▶ Try it:
All of the entries below are to be retyped exactly.

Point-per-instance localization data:
--- START ---

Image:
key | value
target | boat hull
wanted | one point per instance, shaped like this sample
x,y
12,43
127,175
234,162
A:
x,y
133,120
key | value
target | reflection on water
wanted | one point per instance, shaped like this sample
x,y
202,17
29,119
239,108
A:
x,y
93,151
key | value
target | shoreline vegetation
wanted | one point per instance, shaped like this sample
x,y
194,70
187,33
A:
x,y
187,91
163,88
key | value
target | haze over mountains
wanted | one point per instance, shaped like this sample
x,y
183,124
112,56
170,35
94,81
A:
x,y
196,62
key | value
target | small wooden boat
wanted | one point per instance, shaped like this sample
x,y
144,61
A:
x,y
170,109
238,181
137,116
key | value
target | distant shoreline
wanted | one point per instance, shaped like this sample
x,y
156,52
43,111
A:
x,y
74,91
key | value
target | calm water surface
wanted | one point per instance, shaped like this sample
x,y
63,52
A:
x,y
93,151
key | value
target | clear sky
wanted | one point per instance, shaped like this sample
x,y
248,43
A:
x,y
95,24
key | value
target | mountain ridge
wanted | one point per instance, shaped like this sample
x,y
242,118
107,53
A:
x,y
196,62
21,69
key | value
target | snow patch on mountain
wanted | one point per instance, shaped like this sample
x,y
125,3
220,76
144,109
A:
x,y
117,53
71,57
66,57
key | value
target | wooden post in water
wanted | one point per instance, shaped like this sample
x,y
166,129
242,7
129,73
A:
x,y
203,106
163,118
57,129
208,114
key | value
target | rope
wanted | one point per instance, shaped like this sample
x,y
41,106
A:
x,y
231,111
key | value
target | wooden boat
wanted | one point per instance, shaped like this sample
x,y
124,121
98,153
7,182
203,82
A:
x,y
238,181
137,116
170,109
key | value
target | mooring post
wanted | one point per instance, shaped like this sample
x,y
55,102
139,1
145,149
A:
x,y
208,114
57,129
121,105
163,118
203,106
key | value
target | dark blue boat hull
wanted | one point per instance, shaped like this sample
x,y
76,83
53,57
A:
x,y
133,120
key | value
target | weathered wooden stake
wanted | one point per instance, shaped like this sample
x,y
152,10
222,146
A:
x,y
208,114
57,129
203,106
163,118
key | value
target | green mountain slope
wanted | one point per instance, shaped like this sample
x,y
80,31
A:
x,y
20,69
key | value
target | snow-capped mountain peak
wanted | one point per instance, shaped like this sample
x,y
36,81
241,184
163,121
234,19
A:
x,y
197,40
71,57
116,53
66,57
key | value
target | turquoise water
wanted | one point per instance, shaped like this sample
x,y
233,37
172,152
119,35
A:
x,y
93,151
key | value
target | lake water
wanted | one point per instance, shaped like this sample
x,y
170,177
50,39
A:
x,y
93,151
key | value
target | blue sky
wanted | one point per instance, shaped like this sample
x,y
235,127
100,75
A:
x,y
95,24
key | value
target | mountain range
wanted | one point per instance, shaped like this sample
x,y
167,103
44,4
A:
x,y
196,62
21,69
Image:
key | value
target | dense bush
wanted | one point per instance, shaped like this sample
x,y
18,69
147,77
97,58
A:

--- END ---

▶ Problem solution:
Image:
key | value
target | boat hull
wanted | one point per instance, shaped like this sample
x,y
12,43
127,175
234,162
A:
x,y
133,120
key | value
target | reflection on water
wanted | one point per instance, shaped like this sample
x,y
202,17
29,119
239,108
A:
x,y
93,151
key | value
target | shoreline vegetation
wanted | one point per instance, shaped like this sample
x,y
194,70
187,33
A:
x,y
187,91
163,88
key | value
target | haze over mountains
wanted | one point per instance, shaped like this sample
x,y
183,124
112,56
170,35
94,81
A:
x,y
196,62
key | value
target | small wooden boat
wanted | one point per instance, shaped like this sample
x,y
144,61
A:
x,y
170,109
238,181
137,116
key | value
target | distant shoreline
wanted | one point per instance, shaped like this sample
x,y
156,52
43,111
A:
x,y
74,91
key | value
target | calm water surface
wanted | one point per instance, shaped like this sample
x,y
63,52
A:
x,y
93,151
key | value
target | clear sky
wanted | one point per instance, shaped like this sample
x,y
248,43
A:
x,y
95,24
key | value
target | mountain ridge
wanted | one point per instance, shaped like this sample
x,y
242,118
107,53
A:
x,y
196,62
21,69
key | value
target | snow patch on mountain
wanted | one point per instance, shaped like this sample
x,y
125,3
220,76
144,109
A:
x,y
117,53
71,57
66,57
key | value
target | wooden post in water
wanted | one point per instance, shaped like this sample
x,y
166,129
242,7
129,73
A:
x,y
203,106
163,118
57,129
208,114
key | value
target | rope
wanted | one point per instance, shaped like this sample
x,y
41,106
A:
x,y
231,111
key | value
target | wooden boat
wanted | one point per instance, shaped like this sample
x,y
124,121
98,153
7,182
203,82
A:
x,y
238,181
137,116
170,109
key | value
target | mooring post
wanted | one point per instance, shaped like this sample
x,y
55,102
139,1
145,149
A:
x,y
208,114
57,129
121,105
163,118
203,106
key | value
target | dark blue boat hull
wanted | one point per instance, shaped like this sample
x,y
76,83
53,57
A:
x,y
133,120
key | value
target | weathered wooden stake
wanted | one point per instance, shaped like this sample
x,y
152,10
222,146
A:
x,y
208,114
57,129
203,106
163,118
key | value
target | green mountain slope
wanted | one point per instance, shaped like this sample
x,y
80,31
A:
x,y
20,69
key | value
target | snow-capped mountain peak
wanted | one point per instance, shaped like this sample
x,y
36,81
241,184
163,121
234,19
A:
x,y
197,40
71,57
116,53
66,57
key | value
target | turquoise water
wanted | one point per instance, shaped like this sample
x,y
233,37
172,152
119,35
A:
x,y
93,151
key | value
target | lake water
wanted | one point per instance, shaped like this sample
x,y
170,177
50,39
A:
x,y
93,151
key | value
target | blue sky
wanted | one point per instance, shaped like this sample
x,y
235,127
100,75
A:
x,y
95,24
key | value
target | mountain range
wanted | one point per instance, shaped like this sample
x,y
167,103
44,4
A:
x,y
196,62
21,69
Image:
key | value
target | dense bush
wanted | one point per instance, shaped like this sample
x,y
18,69
147,77
97,58
A:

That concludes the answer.